Dataset items
— BEGIN —

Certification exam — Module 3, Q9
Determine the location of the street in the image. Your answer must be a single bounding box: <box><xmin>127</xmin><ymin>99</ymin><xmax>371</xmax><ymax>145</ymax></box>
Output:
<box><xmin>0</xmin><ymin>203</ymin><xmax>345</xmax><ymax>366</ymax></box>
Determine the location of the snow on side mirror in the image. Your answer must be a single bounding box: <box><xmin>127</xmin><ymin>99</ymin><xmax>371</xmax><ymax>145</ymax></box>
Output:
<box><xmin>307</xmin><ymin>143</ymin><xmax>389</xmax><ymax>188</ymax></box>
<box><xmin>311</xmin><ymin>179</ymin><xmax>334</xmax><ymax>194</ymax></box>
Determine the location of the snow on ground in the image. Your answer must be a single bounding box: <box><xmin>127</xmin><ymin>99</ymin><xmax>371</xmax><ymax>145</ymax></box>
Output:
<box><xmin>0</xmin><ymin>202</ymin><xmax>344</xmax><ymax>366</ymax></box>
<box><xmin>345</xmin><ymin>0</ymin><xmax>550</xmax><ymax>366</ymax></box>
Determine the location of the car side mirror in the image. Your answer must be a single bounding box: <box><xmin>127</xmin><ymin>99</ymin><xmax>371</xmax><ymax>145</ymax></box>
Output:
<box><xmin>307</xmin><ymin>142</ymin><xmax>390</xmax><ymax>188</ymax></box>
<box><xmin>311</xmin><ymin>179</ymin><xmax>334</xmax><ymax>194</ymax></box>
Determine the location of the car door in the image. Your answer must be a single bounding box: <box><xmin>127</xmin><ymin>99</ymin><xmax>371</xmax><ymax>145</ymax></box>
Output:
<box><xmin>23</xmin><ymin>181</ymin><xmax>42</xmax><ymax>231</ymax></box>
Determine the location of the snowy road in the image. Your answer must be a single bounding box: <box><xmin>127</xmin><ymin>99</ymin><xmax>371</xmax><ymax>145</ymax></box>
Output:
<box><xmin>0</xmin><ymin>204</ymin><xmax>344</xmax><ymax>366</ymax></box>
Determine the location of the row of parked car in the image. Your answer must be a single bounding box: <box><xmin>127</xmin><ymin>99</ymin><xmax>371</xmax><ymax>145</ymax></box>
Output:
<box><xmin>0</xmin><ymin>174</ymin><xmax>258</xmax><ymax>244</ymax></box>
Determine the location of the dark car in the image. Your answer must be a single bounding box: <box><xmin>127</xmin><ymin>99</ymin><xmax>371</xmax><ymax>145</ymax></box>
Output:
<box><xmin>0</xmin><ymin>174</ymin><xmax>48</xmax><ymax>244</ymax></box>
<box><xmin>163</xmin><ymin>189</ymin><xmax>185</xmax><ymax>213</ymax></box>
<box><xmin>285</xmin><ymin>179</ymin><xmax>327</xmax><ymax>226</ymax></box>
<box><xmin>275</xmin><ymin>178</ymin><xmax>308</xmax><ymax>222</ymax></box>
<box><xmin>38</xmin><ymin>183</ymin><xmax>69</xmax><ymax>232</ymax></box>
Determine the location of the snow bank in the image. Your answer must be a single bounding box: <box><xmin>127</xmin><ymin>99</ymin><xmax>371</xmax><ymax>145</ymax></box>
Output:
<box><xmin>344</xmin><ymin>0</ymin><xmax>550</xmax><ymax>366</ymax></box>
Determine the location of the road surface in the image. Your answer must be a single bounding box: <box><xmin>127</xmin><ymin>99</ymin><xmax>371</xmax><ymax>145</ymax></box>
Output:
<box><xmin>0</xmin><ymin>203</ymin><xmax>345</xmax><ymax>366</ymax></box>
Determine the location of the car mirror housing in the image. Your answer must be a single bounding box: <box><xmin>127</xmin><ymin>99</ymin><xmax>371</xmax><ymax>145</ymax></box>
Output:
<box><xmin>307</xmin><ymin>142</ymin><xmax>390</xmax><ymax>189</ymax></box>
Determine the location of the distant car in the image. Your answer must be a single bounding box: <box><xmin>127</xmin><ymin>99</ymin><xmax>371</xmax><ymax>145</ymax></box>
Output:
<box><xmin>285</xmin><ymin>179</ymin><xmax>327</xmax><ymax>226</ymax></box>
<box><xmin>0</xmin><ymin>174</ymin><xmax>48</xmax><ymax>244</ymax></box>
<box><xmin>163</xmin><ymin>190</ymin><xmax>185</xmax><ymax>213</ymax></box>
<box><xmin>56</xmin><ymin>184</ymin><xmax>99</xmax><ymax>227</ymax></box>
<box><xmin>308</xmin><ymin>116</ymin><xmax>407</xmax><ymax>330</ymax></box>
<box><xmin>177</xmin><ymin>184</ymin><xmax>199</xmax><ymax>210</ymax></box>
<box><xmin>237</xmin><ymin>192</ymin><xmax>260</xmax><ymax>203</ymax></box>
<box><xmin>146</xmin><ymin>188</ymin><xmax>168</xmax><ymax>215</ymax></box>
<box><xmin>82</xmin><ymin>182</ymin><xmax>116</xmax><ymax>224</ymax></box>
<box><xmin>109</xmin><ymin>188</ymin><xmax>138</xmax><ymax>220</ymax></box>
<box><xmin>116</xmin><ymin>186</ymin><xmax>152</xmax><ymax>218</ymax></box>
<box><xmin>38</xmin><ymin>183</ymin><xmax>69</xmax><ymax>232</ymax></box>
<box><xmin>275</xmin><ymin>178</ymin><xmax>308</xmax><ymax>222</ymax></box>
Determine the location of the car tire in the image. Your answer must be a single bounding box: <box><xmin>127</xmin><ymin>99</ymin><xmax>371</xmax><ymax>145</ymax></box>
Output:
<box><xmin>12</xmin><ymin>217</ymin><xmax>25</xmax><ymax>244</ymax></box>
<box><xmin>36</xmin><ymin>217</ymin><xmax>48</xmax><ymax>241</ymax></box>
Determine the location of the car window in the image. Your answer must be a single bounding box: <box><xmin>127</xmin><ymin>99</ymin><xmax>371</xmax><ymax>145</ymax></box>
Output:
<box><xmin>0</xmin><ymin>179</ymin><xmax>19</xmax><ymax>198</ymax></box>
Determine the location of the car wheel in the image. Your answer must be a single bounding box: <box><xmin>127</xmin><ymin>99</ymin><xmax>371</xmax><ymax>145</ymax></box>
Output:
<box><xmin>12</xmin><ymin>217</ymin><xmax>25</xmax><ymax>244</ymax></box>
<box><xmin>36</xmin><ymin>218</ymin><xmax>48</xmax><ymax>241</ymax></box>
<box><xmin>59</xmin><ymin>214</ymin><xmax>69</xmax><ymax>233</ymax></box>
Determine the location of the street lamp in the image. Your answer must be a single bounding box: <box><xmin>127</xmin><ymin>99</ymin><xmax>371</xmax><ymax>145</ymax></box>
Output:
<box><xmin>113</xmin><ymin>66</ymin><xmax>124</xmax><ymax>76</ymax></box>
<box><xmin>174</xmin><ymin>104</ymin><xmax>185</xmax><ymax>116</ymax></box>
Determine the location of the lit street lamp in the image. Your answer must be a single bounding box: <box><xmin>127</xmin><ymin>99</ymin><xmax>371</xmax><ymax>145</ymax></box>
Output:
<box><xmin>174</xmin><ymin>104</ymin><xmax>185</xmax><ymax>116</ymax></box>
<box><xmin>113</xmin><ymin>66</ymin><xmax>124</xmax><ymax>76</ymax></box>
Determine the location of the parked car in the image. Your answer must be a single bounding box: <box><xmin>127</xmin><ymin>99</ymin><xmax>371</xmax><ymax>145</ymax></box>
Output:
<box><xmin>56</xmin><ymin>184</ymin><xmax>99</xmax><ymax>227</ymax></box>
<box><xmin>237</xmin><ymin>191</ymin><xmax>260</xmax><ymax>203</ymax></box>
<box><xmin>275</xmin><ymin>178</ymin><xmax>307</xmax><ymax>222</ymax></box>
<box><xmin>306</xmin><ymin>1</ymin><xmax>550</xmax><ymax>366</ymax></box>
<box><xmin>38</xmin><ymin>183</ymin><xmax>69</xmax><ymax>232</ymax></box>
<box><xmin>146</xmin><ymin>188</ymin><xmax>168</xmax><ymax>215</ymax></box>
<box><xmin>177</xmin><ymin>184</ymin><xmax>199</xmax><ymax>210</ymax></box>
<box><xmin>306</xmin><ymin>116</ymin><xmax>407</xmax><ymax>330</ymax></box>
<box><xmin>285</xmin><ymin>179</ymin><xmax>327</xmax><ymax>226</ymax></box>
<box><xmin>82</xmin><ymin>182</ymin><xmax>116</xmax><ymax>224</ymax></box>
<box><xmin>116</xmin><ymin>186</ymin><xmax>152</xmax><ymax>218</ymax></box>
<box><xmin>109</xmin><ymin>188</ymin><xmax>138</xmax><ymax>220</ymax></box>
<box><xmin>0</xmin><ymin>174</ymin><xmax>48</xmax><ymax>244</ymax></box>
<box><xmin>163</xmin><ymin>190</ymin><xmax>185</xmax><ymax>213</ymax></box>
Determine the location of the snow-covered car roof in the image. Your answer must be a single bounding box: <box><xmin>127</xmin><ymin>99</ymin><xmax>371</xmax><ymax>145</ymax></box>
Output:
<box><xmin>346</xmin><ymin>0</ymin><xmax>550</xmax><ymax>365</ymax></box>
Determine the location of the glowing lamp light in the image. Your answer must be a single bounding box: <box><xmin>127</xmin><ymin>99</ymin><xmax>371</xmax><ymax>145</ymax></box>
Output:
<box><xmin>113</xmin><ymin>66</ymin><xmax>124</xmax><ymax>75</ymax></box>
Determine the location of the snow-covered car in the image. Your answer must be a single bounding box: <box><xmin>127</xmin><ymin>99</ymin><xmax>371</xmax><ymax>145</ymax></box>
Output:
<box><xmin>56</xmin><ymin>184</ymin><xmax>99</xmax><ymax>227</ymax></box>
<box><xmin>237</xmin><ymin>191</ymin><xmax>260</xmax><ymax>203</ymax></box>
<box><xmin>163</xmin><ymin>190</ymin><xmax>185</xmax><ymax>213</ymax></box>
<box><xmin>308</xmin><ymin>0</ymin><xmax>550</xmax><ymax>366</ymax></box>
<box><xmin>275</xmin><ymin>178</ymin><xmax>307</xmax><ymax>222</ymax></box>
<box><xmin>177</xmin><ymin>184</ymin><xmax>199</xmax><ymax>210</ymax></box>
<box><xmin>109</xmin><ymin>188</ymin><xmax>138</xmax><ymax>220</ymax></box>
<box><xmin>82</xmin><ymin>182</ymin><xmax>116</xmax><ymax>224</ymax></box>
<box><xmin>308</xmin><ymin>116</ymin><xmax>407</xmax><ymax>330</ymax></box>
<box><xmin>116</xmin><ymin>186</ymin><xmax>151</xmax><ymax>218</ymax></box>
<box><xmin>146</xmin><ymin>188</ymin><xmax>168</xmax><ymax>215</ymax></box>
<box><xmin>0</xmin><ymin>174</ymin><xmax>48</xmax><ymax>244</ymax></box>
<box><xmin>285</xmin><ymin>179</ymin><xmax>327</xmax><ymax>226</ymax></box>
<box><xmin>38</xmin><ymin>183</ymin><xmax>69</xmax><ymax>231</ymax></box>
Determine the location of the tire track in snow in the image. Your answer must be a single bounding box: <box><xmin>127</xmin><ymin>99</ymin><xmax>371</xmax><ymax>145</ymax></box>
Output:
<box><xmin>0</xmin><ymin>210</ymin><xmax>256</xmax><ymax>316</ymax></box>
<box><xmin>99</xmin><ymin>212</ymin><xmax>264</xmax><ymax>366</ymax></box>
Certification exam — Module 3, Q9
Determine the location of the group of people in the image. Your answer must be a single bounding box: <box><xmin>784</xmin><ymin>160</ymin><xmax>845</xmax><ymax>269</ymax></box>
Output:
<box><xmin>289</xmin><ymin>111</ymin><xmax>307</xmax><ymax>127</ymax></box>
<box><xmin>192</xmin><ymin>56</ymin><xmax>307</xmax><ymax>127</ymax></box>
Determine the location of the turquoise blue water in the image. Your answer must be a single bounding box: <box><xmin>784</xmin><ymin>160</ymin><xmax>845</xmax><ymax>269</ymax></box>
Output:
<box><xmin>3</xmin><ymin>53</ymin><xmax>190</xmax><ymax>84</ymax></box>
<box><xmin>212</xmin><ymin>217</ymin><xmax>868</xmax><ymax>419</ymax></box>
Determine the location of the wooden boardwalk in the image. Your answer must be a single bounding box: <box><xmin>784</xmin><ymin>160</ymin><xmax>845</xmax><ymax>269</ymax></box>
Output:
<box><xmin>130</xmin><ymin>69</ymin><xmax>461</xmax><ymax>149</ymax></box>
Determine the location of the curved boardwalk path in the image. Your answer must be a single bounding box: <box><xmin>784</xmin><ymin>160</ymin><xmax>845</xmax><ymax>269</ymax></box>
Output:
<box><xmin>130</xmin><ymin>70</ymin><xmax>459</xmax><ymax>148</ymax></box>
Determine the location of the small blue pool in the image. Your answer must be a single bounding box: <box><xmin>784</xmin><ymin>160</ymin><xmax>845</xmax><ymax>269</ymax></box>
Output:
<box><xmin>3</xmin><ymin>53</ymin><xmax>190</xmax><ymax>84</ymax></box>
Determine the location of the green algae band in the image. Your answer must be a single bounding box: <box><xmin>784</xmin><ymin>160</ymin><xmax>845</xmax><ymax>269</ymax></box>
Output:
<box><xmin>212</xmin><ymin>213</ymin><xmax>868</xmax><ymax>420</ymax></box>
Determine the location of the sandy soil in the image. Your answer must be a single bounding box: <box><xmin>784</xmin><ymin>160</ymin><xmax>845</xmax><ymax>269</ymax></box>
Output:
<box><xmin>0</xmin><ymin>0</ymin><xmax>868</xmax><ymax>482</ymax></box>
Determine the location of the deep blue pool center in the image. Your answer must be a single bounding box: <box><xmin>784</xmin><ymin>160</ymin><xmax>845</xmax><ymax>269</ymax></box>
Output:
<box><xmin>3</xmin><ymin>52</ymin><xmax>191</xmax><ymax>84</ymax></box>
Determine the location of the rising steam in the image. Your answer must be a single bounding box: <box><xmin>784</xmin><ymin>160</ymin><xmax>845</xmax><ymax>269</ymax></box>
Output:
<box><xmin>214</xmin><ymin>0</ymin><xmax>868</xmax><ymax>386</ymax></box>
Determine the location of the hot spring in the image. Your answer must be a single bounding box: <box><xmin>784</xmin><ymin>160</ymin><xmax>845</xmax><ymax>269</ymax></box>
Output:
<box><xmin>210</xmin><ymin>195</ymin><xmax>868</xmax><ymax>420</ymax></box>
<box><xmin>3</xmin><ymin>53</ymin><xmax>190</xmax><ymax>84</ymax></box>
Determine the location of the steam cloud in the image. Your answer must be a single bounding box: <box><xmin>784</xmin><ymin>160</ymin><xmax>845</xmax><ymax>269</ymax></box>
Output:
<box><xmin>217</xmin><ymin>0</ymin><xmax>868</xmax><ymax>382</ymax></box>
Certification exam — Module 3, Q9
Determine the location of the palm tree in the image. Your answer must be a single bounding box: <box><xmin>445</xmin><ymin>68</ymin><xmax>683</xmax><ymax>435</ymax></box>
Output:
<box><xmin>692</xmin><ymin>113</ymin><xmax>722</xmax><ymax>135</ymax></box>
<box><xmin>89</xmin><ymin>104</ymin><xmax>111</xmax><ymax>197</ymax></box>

— END —

• _INSTRUCTIONS TO FOLLOW_
Please recast the lines of the items above as a numbered list, leaving out blank lines. Start at the line containing "Determine the location of the steam" and end at the last line of the items.

• _FINISHED TASK_
1. Determine the location of the steam cloud in the image. Your answer must be a single bounding box: <box><xmin>784</xmin><ymin>160</ymin><xmax>845</xmax><ymax>269</ymax></box>
2. Output:
3. <box><xmin>217</xmin><ymin>0</ymin><xmax>868</xmax><ymax>382</ymax></box>
4. Certification exam — Module 3, Q9
5. Determine the location of the palm tree in the image. Your answer must be a single bounding box: <box><xmin>445</xmin><ymin>68</ymin><xmax>683</xmax><ymax>435</ymax></box>
6. Output:
7. <box><xmin>692</xmin><ymin>113</ymin><xmax>722</xmax><ymax>135</ymax></box>
8. <box><xmin>89</xmin><ymin>104</ymin><xmax>111</xmax><ymax>197</ymax></box>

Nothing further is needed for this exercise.